§ GIVEN EXERCISE
Gather every line of the data below that contains the word "tail", and copy each of those lines.

### INFORMATION SHOWN

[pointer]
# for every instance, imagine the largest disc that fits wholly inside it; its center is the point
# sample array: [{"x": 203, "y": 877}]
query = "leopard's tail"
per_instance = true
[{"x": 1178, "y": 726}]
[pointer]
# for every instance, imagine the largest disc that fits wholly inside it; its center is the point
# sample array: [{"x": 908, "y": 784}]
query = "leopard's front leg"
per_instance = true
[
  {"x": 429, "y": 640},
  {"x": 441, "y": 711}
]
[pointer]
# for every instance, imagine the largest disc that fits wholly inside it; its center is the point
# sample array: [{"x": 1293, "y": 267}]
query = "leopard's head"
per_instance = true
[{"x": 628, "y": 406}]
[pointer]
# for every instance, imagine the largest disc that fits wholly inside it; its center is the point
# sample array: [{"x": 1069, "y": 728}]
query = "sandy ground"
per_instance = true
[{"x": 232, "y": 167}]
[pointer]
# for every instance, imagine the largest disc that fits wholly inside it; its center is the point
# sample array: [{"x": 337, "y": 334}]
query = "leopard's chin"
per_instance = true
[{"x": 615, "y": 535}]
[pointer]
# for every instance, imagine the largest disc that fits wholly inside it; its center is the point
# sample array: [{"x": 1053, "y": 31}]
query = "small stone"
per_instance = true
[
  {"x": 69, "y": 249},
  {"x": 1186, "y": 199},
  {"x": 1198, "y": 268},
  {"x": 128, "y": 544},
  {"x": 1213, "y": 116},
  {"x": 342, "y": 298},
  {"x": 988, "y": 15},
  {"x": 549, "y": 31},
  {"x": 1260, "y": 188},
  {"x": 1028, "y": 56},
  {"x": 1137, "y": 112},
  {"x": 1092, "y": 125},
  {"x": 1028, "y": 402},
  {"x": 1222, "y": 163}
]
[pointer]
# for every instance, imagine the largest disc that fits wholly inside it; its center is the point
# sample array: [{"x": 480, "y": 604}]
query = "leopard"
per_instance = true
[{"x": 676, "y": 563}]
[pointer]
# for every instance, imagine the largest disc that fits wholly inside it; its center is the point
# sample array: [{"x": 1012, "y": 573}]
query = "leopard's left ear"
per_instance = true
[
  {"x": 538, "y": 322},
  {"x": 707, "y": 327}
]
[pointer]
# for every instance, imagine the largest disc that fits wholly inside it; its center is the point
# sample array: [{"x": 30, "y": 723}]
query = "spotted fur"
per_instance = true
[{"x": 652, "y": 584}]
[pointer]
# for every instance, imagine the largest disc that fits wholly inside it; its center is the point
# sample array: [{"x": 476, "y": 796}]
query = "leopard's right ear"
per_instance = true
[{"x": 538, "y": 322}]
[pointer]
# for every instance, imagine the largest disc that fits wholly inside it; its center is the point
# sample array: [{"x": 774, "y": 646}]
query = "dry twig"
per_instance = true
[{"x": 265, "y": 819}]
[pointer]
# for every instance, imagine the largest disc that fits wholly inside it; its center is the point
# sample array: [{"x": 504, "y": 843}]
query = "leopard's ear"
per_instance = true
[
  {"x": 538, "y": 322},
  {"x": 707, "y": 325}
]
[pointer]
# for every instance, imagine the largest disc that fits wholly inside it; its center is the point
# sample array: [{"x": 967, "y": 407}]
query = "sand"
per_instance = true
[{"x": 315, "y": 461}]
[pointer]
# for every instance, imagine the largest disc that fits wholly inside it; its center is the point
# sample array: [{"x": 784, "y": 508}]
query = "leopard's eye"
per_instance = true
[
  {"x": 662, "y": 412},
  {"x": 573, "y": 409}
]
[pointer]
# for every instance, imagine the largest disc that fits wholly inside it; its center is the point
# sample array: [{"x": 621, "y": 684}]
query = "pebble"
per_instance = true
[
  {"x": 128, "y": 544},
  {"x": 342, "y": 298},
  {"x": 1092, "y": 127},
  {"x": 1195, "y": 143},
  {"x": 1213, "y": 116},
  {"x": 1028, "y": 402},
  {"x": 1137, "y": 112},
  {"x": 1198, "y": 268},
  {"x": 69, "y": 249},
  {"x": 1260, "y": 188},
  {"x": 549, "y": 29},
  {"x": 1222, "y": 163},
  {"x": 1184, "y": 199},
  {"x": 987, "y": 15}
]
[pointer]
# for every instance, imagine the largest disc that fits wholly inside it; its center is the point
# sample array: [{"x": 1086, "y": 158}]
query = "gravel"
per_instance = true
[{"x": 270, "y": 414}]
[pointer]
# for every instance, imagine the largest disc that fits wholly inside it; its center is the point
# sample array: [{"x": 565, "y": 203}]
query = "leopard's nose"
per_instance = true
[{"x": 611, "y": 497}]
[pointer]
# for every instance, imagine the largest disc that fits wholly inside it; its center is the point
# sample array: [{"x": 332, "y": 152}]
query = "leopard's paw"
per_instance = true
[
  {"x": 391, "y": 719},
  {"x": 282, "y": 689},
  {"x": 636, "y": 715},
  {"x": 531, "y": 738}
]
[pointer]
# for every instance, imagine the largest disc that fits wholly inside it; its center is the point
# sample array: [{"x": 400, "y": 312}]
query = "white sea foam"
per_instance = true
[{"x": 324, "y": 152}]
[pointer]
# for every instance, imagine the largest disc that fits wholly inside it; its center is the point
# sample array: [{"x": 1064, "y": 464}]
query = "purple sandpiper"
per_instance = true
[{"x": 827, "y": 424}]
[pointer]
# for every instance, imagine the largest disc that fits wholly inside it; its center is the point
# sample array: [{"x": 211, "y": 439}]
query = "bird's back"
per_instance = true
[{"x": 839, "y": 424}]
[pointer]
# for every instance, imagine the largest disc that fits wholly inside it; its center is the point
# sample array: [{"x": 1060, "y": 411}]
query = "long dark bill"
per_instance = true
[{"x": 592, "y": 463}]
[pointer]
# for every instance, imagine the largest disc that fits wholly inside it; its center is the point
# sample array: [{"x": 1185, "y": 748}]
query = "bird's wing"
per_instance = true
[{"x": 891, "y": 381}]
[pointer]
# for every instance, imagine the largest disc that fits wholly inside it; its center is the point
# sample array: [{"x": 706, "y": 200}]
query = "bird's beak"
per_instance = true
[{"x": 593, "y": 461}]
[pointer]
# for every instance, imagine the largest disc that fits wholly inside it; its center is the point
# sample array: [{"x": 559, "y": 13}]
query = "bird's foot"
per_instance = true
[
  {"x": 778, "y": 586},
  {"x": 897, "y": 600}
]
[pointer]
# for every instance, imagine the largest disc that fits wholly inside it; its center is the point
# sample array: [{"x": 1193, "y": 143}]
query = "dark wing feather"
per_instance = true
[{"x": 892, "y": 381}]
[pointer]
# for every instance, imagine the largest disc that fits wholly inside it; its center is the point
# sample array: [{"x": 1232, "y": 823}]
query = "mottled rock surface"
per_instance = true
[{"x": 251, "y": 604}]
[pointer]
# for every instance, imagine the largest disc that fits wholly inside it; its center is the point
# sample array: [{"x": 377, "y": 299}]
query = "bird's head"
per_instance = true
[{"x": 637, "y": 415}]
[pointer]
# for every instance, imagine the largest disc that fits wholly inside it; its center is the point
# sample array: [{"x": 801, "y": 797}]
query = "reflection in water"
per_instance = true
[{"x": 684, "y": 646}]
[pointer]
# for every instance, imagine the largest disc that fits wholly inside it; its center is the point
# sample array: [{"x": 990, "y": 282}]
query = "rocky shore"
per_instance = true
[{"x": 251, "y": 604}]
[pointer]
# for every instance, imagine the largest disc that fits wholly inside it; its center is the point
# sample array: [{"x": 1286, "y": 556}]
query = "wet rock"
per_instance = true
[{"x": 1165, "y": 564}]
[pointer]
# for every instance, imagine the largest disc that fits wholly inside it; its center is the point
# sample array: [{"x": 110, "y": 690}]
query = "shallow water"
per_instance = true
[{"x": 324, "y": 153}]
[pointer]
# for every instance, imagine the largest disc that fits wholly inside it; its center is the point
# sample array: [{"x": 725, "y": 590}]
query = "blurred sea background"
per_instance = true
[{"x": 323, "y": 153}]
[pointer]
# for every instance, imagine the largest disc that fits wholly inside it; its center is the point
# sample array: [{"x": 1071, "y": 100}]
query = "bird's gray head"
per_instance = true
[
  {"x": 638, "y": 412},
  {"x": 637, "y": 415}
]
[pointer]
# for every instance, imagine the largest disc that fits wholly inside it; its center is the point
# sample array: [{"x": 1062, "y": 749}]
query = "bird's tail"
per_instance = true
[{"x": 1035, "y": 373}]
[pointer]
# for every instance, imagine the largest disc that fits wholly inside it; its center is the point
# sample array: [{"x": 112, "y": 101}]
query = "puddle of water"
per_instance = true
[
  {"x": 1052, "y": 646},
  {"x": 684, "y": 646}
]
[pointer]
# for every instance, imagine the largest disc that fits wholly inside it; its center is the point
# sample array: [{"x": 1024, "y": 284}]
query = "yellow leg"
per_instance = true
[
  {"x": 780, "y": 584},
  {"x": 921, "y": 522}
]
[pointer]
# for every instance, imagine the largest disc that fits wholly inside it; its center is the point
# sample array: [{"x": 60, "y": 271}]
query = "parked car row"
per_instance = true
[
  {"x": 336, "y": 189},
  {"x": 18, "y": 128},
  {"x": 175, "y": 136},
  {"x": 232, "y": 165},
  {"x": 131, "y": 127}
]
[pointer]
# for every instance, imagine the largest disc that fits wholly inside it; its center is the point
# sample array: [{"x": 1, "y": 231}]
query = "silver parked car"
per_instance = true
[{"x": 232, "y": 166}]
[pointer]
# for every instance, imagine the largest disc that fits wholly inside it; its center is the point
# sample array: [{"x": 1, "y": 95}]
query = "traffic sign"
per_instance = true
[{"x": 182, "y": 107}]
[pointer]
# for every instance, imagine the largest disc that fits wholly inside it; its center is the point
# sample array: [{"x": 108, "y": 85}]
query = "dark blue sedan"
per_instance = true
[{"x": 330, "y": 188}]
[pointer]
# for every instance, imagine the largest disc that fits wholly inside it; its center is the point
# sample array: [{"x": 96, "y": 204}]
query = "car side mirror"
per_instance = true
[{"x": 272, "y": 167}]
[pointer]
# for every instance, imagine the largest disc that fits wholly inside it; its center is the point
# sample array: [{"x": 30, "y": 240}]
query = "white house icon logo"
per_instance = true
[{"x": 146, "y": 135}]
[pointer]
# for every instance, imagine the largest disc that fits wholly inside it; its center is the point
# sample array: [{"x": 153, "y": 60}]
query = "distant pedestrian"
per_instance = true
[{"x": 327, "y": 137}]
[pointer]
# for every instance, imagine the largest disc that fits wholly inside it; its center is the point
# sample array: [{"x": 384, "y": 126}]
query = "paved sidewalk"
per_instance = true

######

§ TASK OUTPUT
query = "leopard's tail"
query = "bird's tail"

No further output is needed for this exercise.